Work request:
All records that follow are to be output exactly.

═════ Given entries ═════

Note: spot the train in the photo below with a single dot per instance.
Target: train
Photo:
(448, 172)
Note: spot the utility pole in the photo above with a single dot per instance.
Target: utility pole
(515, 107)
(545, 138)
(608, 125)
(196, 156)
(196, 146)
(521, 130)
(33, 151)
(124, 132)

═════

Written answer:
Note: spot the train in the photo below with a single dot per instance.
Target: train
Photo:
(448, 172)
Note: spot the utility pole in the photo above with a single dot per instance.
Target: utility pole
(515, 107)
(545, 138)
(608, 125)
(196, 156)
(196, 146)
(521, 130)
(33, 151)
(124, 132)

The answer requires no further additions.